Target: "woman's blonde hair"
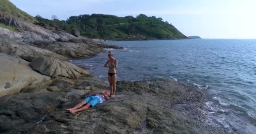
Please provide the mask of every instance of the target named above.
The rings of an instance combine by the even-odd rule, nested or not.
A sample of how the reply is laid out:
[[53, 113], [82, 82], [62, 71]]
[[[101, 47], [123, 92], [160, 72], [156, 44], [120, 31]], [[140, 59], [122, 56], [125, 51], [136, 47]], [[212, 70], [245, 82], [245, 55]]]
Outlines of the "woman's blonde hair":
[[112, 51], [109, 51], [109, 52], [107, 52], [107, 55], [110, 56], [114, 56], [114, 54], [113, 54], [113, 53], [112, 52]]

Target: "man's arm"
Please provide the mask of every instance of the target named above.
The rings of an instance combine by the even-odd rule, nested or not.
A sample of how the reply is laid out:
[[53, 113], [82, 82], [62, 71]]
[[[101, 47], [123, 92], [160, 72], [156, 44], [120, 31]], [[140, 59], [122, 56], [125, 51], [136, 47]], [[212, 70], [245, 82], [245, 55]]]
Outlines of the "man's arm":
[[102, 94], [102, 95], [103, 95], [103, 96], [104, 96], [104, 97], [105, 97], [106, 100], [109, 100], [109, 97], [107, 96], [107, 95], [106, 93], [104, 93], [101, 94]]

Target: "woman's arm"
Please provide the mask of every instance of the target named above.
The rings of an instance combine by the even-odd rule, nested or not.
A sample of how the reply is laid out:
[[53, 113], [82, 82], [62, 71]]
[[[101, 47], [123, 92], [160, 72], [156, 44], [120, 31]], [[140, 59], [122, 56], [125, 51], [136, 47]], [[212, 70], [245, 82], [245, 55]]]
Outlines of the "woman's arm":
[[104, 65], [104, 67], [109, 67], [109, 66], [107, 66], [107, 65], [109, 63], [109, 60], [108, 60], [107, 62], [106, 62], [106, 63], [105, 63], [105, 64]]
[[117, 59], [115, 59], [115, 66], [109, 66], [109, 67], [117, 67]]

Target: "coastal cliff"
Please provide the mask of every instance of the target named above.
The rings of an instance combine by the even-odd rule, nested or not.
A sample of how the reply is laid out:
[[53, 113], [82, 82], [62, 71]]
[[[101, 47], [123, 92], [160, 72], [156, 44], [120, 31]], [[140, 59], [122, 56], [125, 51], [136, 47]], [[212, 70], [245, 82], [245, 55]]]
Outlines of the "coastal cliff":
[[[45, 28], [3, 0], [0, 133], [232, 133], [212, 125], [204, 113], [211, 111], [203, 91], [163, 79], [118, 81], [115, 98], [75, 115], [67, 112], [109, 84], [67, 61], [91, 57], [105, 48], [122, 48]], [[3, 7], [15, 8], [18, 14]]]
[[122, 49], [35, 25], [35, 18], [7, 0], [0, 11], [0, 97], [45, 88], [60, 77], [77, 78], [87, 73], [65, 61]]

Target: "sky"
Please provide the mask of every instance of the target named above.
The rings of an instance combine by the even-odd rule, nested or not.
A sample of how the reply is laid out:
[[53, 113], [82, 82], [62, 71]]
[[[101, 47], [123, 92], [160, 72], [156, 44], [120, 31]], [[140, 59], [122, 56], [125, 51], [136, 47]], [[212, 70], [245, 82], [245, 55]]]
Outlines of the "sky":
[[124, 17], [142, 13], [161, 17], [187, 36], [256, 39], [254, 0], [10, 0], [35, 16], [61, 20], [101, 13]]

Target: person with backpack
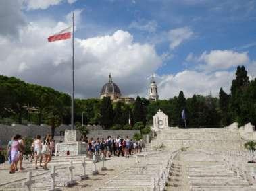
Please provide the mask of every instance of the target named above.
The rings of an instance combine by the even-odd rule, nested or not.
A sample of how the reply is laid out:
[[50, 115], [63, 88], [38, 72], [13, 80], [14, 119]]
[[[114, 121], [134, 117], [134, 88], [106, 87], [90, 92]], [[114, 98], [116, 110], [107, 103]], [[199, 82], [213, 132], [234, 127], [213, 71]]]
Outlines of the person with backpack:
[[16, 134], [14, 137], [13, 141], [11, 142], [11, 164], [10, 167], [9, 173], [15, 173], [17, 171], [17, 163], [20, 160], [19, 152], [22, 153], [24, 151], [22, 149], [19, 142], [18, 140], [20, 139], [22, 136], [19, 134]]
[[107, 155], [109, 155], [109, 158], [110, 158], [111, 155], [111, 152], [112, 152], [112, 141], [111, 141], [111, 137], [110, 135], [107, 136], [106, 143], [107, 143]]
[[96, 141], [95, 141], [95, 154], [98, 154], [99, 155], [99, 145], [100, 145], [100, 143], [99, 143], [99, 138], [97, 138], [96, 139]]
[[45, 170], [48, 170], [49, 169], [47, 168], [47, 164], [51, 161], [51, 136], [49, 135], [47, 135], [45, 138], [44, 139], [43, 141], [43, 147], [42, 149], [42, 153], [44, 155], [45, 157], [45, 164], [43, 167], [43, 168]]
[[34, 141], [34, 156], [36, 157], [35, 159], [35, 168], [39, 169], [37, 167], [37, 160], [39, 158], [40, 159], [40, 166], [42, 167], [42, 160], [43, 160], [43, 156], [42, 156], [42, 141], [41, 140], [41, 137], [39, 135], [37, 135], [36, 137], [36, 140]]
[[32, 163], [32, 160], [34, 159], [34, 139], [33, 140], [33, 142], [31, 144], [30, 146], [30, 152], [31, 152], [31, 156], [30, 156], [30, 163]]
[[88, 155], [89, 155], [89, 159], [93, 159], [93, 139], [91, 138], [88, 142]]
[[106, 153], [105, 153], [106, 148], [105, 148], [104, 138], [101, 139], [101, 143], [99, 144], [99, 149], [101, 150], [101, 156], [106, 157]]
[[2, 141], [0, 140], [0, 164], [4, 163], [5, 161], [5, 156], [2, 155], [1, 153], [2, 150], [3, 150]]
[[118, 157], [119, 157], [119, 153], [120, 153], [120, 150], [119, 150], [120, 145], [120, 139], [119, 139], [119, 136], [118, 135], [115, 140], [115, 147], [116, 150], [116, 155]]
[[24, 170], [25, 169], [22, 167], [22, 160], [23, 160], [23, 152], [25, 149], [25, 143], [24, 141], [22, 139], [22, 137], [21, 137], [19, 140], [18, 140], [18, 142], [19, 143], [20, 147], [22, 150], [22, 152], [18, 151], [19, 153], [19, 165], [20, 165], [20, 171], [22, 171], [22, 170]]
[[125, 142], [124, 143], [124, 152], [125, 152], [124, 155], [125, 155], [125, 157], [127, 158], [127, 157], [129, 157], [129, 150], [130, 150], [130, 141], [127, 135], [126, 135], [126, 139], [124, 140], [124, 142]]

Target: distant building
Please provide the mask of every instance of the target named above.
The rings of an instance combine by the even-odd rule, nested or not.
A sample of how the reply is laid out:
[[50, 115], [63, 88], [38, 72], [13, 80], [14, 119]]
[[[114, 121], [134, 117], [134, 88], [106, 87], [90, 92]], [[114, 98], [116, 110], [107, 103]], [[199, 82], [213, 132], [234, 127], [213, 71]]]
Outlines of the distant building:
[[134, 98], [133, 98], [122, 97], [120, 89], [118, 86], [113, 82], [111, 74], [109, 74], [109, 82], [105, 83], [101, 88], [101, 99], [103, 99], [104, 97], [109, 97], [114, 102], [120, 101], [126, 104], [130, 104], [134, 102]]
[[158, 100], [158, 93], [157, 93], [157, 86], [155, 83], [154, 76], [152, 75], [151, 80], [150, 82], [150, 87], [149, 91], [149, 100]]

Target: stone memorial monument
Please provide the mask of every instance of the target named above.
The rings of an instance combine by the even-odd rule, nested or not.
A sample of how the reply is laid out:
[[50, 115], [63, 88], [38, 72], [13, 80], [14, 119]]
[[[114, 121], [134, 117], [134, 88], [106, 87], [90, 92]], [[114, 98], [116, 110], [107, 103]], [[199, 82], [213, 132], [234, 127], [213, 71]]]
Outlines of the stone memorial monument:
[[153, 116], [153, 132], [158, 132], [160, 130], [169, 128], [168, 117], [159, 110], [157, 113]]
[[87, 143], [77, 141], [78, 135], [76, 130], [65, 131], [65, 142], [56, 144], [56, 154], [59, 156], [67, 155], [68, 151], [70, 155], [86, 154]]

○ ○ ○

> DESCRIPTION OF THE TASK
Reproduce the listing from its first line through the line containing "67], [117, 67]]", inclusive, leaving out the pictures.

> RESPONSE TO THE TASK
Target: "woman's blonde hair"
Please provide the mask of every instance of the target named above.
The rings of an instance combine by the even-odd rule, nested or not.
A sample of how the reply is laid out:
[[53, 113], [82, 82], [62, 71]]
[[[101, 47], [123, 92], [160, 72], [156, 44], [120, 31]], [[140, 59], [122, 56], [125, 51], [136, 47]], [[212, 70], [245, 82], [245, 55]]]
Outlines of the "woman's blonde hair":
[[112, 51], [109, 51], [109, 52], [107, 52], [107, 55], [110, 56], [114, 56], [114, 54], [113, 54], [113, 53], [112, 52]]

Target: "man's arm"
Please provide the mask of every instance of the target named above.
The rings of an instance combine by the even-odd rule, nested or not.
A sample of how the reply is laid out:
[[53, 113], [82, 82], [62, 71]]
[[[101, 47], [123, 92], [160, 72], [156, 44], [120, 31]], [[140, 59], [122, 56], [125, 51], [136, 47]], [[212, 70], [245, 82], [245, 55]]]
Outlines of the "man's arm":
[[102, 94], [102, 95], [103, 95], [103, 96], [104, 96], [104, 97], [105, 97], [106, 100], [109, 100], [109, 97], [107, 96], [107, 95], [106, 93], [104, 93], [101, 94]]

Target: "woman's arm"
Please provide the mask of every instance of the target named above.
The rings of an instance combine by the even-odd rule, nested or not.
A sample of how the reply is laid out:
[[53, 113], [82, 82], [62, 71]]
[[[101, 47], [123, 92], [160, 72], [156, 44], [120, 31]], [[140, 59], [122, 56], [125, 51], [136, 47]], [[212, 70], [245, 82], [245, 55]]]
Outlines of the "woman's arm":
[[104, 65], [104, 67], [109, 67], [109, 66], [107, 66], [107, 65], [109, 63], [109, 60], [108, 60], [107, 62], [106, 62], [106, 63], [105, 63], [105, 64]]
[[117, 59], [115, 59], [115, 66], [109, 66], [109, 67], [117, 67]]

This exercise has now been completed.